Your instructions: Convert the records between the lines holding "If you could outline every instance of the tall" and "[[[241,561],[212,574],[180,573],[183,599],[247,599]]]", inclusive, into a JSON list of strings with one string per line, leaving out blank lines.

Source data
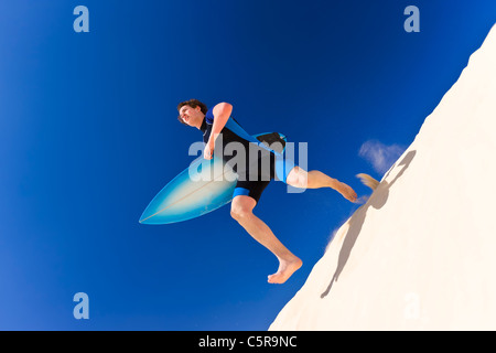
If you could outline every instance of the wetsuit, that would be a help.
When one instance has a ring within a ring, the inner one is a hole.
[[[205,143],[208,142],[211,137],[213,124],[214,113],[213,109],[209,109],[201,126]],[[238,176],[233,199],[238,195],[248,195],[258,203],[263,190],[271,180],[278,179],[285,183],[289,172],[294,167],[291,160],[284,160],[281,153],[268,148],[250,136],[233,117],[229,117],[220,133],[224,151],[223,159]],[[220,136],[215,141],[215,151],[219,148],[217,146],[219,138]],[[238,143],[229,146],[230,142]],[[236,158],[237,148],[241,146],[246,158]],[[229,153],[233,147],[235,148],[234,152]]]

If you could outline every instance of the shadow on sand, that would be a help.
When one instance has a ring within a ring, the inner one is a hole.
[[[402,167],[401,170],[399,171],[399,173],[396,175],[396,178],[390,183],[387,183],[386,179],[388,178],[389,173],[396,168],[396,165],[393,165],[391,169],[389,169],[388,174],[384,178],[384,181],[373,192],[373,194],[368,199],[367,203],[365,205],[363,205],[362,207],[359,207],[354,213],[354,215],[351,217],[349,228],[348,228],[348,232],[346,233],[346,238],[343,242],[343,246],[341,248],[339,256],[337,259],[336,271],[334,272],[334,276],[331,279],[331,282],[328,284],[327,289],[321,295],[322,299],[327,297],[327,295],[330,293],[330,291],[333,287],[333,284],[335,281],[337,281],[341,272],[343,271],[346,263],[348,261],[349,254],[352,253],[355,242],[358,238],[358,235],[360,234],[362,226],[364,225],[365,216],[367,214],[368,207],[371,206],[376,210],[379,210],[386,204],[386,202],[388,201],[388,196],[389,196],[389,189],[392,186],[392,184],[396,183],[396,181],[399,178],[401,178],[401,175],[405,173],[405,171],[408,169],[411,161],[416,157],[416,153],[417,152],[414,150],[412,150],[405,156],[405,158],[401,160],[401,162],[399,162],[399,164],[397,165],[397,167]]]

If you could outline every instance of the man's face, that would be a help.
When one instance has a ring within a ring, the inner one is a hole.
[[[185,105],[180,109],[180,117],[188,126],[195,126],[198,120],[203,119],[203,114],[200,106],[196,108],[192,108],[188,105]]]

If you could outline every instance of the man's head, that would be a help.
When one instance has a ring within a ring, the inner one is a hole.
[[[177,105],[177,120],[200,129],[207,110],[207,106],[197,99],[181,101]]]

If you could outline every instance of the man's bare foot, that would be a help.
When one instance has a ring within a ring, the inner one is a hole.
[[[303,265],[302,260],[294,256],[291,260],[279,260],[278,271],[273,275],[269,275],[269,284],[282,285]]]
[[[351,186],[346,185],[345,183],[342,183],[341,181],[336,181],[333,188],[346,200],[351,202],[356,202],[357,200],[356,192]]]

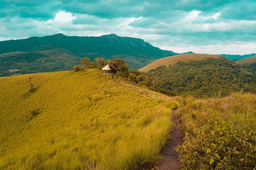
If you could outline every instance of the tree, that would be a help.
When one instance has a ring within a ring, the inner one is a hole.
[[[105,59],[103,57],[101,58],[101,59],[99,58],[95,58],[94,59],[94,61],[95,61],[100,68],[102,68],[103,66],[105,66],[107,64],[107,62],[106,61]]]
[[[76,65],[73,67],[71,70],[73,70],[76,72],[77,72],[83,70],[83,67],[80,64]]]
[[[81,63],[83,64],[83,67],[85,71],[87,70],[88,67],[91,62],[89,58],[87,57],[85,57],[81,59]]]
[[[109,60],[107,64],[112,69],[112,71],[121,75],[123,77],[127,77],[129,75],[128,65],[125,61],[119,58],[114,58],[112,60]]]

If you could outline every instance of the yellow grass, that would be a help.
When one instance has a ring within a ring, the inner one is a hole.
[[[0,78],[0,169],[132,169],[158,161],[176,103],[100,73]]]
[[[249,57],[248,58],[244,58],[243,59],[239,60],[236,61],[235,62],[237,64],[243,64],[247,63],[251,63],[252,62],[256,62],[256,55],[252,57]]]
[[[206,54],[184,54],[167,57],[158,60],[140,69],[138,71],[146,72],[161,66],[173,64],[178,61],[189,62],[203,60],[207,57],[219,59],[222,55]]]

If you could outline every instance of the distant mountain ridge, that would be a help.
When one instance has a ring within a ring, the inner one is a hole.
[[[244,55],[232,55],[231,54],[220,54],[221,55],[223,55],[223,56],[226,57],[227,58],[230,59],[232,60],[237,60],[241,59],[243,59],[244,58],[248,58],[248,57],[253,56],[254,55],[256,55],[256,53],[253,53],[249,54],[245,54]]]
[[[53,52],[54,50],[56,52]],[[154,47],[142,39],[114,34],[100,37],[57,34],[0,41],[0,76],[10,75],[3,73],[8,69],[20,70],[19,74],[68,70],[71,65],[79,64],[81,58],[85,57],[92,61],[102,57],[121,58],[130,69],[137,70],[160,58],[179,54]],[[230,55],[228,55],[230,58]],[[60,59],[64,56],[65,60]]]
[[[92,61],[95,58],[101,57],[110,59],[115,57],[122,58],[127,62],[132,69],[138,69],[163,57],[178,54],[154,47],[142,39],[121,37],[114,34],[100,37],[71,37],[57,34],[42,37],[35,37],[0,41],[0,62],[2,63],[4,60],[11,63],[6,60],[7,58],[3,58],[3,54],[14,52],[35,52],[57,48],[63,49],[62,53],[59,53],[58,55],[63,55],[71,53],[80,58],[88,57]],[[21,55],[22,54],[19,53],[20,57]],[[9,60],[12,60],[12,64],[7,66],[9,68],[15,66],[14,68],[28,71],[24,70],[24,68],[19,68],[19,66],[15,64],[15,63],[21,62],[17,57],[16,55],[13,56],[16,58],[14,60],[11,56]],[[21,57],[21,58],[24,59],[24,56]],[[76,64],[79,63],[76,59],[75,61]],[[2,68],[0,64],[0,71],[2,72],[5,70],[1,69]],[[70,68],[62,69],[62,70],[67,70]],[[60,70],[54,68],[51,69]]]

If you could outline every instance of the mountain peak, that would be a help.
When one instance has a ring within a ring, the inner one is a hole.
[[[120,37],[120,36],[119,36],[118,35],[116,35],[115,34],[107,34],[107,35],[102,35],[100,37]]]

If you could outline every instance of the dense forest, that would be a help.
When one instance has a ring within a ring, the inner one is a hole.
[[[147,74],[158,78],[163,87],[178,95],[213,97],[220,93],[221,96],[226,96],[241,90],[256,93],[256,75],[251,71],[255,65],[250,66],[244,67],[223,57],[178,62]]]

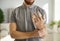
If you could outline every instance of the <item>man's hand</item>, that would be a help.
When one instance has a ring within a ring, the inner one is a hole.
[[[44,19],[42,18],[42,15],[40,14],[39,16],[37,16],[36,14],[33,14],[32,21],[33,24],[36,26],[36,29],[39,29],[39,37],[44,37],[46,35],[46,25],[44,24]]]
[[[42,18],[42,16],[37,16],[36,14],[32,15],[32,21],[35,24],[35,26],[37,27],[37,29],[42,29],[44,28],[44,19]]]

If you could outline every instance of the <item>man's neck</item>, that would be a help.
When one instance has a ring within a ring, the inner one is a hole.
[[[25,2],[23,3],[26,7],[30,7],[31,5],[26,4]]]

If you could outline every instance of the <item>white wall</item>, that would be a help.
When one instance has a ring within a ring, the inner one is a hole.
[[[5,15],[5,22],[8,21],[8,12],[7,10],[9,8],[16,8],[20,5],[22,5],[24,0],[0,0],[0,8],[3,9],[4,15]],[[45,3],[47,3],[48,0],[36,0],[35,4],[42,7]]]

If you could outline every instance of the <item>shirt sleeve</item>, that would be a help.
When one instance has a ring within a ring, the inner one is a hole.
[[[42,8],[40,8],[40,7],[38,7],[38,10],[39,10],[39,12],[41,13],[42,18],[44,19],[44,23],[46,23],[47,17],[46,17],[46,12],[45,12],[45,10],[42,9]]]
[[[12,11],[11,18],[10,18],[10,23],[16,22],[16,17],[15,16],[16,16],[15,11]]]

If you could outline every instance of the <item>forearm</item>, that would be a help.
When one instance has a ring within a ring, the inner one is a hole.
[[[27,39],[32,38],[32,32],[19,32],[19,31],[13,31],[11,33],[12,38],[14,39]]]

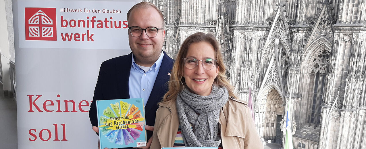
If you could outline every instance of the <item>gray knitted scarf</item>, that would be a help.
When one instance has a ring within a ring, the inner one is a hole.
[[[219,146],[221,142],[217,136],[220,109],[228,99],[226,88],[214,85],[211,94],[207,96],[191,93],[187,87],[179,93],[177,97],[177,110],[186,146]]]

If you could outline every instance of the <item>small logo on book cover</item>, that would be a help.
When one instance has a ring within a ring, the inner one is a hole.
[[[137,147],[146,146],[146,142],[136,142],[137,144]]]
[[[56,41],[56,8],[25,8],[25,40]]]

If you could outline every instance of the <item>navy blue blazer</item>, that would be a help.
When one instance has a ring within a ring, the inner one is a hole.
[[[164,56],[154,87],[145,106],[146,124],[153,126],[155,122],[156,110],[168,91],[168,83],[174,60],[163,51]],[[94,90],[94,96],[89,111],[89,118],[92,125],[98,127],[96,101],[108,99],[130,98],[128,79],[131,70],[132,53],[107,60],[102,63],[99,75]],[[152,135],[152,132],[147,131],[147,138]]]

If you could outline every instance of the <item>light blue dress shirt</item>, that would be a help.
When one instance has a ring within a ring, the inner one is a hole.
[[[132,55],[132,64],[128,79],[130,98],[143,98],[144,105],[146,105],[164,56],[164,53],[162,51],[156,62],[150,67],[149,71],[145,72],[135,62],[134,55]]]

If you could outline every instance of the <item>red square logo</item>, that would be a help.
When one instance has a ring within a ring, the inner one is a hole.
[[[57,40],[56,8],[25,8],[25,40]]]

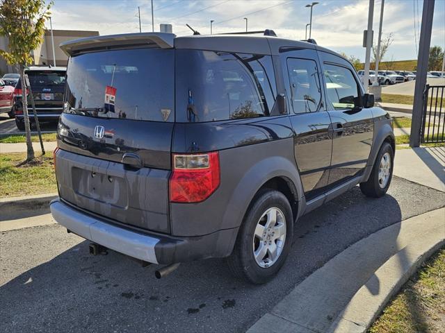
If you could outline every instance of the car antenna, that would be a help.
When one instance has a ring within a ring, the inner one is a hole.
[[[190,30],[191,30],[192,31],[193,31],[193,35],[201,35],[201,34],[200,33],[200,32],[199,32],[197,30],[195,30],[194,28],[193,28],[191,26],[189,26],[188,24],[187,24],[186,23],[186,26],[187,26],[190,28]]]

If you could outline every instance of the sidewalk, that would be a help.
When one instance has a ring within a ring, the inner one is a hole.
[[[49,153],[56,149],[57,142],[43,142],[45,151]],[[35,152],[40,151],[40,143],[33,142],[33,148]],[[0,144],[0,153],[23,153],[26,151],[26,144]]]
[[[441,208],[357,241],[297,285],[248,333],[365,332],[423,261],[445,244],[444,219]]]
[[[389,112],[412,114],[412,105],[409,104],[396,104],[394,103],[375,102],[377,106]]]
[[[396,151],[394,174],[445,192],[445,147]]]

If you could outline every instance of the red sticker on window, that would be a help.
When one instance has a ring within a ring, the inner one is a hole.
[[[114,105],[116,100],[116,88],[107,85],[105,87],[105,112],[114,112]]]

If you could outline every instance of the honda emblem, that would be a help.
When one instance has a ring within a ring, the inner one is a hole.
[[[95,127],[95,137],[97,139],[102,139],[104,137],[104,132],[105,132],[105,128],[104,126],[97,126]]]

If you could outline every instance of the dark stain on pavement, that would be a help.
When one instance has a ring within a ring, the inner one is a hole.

* * *

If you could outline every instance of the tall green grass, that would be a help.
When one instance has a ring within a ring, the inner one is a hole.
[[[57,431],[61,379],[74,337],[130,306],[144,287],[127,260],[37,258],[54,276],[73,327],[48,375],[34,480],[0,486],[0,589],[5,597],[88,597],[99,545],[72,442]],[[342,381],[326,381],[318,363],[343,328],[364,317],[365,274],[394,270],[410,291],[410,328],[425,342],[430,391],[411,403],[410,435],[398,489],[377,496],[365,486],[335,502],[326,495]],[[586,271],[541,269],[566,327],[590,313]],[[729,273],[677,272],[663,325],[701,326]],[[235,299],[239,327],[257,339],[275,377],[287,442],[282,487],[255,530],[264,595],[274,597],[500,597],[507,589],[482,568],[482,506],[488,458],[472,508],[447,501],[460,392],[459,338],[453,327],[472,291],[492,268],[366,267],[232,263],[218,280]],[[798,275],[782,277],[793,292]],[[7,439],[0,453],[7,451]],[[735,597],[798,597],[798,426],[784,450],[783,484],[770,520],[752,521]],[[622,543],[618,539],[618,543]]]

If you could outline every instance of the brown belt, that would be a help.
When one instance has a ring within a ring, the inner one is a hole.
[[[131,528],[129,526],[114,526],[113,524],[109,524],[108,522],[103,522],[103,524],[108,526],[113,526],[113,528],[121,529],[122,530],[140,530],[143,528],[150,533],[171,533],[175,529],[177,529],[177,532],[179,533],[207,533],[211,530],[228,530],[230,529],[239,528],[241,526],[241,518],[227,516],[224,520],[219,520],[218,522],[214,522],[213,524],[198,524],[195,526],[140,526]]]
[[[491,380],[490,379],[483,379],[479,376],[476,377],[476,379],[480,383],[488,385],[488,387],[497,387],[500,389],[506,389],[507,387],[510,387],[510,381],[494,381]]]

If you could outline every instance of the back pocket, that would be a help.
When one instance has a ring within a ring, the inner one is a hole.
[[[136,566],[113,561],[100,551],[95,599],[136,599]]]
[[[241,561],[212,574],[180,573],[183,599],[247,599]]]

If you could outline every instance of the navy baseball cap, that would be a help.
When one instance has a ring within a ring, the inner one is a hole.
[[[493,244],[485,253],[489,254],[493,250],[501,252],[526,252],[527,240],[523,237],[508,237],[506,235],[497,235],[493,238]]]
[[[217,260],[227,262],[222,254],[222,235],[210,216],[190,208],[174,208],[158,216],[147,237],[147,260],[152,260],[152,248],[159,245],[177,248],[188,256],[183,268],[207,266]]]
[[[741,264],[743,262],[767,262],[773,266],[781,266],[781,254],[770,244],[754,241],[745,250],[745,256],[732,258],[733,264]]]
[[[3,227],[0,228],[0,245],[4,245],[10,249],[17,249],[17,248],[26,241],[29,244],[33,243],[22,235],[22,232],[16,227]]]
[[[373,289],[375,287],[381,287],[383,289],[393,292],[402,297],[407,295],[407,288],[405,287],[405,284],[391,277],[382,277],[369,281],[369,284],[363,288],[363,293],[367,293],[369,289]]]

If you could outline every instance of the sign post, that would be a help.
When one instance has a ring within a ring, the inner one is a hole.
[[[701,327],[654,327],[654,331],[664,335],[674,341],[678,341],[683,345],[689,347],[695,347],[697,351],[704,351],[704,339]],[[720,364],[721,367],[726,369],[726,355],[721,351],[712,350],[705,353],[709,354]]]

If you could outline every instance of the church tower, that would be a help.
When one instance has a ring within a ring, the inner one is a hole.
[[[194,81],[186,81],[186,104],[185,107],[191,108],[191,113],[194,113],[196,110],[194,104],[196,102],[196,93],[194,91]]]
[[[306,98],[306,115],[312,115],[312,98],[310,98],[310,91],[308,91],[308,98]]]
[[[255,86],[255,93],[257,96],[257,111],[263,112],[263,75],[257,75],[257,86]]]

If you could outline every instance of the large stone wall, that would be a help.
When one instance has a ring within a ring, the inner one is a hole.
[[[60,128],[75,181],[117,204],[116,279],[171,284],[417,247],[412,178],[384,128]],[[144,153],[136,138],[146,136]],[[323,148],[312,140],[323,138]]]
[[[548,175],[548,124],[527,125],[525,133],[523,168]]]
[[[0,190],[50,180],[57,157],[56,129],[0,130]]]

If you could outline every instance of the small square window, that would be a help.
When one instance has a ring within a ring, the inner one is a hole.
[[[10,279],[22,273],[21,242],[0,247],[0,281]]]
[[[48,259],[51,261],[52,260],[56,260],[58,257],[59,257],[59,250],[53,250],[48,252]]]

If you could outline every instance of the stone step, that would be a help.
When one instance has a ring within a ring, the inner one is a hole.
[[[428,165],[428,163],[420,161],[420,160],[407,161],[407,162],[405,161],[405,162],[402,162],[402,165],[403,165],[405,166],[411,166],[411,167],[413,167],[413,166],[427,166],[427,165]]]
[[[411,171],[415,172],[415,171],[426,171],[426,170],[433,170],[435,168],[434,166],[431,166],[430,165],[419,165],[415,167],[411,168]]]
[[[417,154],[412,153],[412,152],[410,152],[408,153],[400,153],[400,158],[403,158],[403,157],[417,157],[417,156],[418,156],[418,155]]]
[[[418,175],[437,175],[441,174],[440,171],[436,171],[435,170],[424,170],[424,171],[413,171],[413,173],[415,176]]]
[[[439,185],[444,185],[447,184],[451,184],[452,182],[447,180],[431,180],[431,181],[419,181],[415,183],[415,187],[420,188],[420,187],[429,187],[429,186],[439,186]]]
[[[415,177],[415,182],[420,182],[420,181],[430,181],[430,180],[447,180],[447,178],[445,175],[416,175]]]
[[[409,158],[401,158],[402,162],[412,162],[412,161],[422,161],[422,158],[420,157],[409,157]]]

Complete answer:
[
  "If you could outline every instance of the tall green grass, that would be a help.",
  "When one instance has a ring within a ring, the inner one is a hole.",
  "[[[57,431],[61,379],[74,337],[130,306],[144,287],[127,260],[37,258],[54,276],[73,327],[48,375],[34,480],[0,486],[0,589],[5,597],[88,597],[99,545],[72,442]],[[342,381],[326,381],[318,363],[343,328],[364,317],[365,274],[394,270],[410,291],[410,328],[425,342],[430,391],[411,403],[410,435],[398,489],[377,496],[365,486],[335,502],[326,495]],[[586,271],[541,269],[566,327],[590,313]],[[729,273],[677,272],[663,325],[701,326]],[[235,299],[239,327],[257,339],[275,377],[287,442],[282,487],[255,530],[264,595],[274,597],[500,597],[507,589],[482,568],[482,506],[488,458],[472,508],[447,501],[460,392],[459,338],[453,327],[472,291],[492,268],[366,267],[232,263],[218,280]],[[798,275],[782,277],[793,292]],[[7,439],[0,453],[7,451]],[[735,597],[798,597],[798,426],[784,450],[783,484],[770,520],[752,521]],[[622,543],[618,539],[618,543]]]",
  "If you could outline every instance of the brown belt, that would be a help.",
  "When one instance has a ring within a ring, the inner one is a hole.",
  "[[[131,528],[129,526],[114,526],[113,524],[109,524],[108,522],[103,522],[103,524],[108,526],[113,526],[113,528],[121,529],[122,530],[140,530],[143,528],[150,533],[171,533],[175,529],[177,529],[177,532],[179,533],[207,533],[211,530],[228,530],[230,529],[239,528],[241,526],[241,518],[227,516],[224,520],[219,520],[218,522],[214,522],[213,524],[198,524],[195,526],[140,526]]]",
  "[[[491,380],[490,379],[483,379],[479,376],[476,377],[476,379],[480,383],[488,385],[488,387],[497,387],[500,389],[506,389],[507,387],[510,387],[510,381],[494,381]]]",
  "If you could outline every instance of the back pocket, that would be a help.",
  "When one instance has a ring within a ring, the inner one is a hole.",
  "[[[136,566],[113,561],[100,551],[95,599],[136,599]]]",
  "[[[241,561],[212,574],[180,573],[183,599],[247,599]]]"
]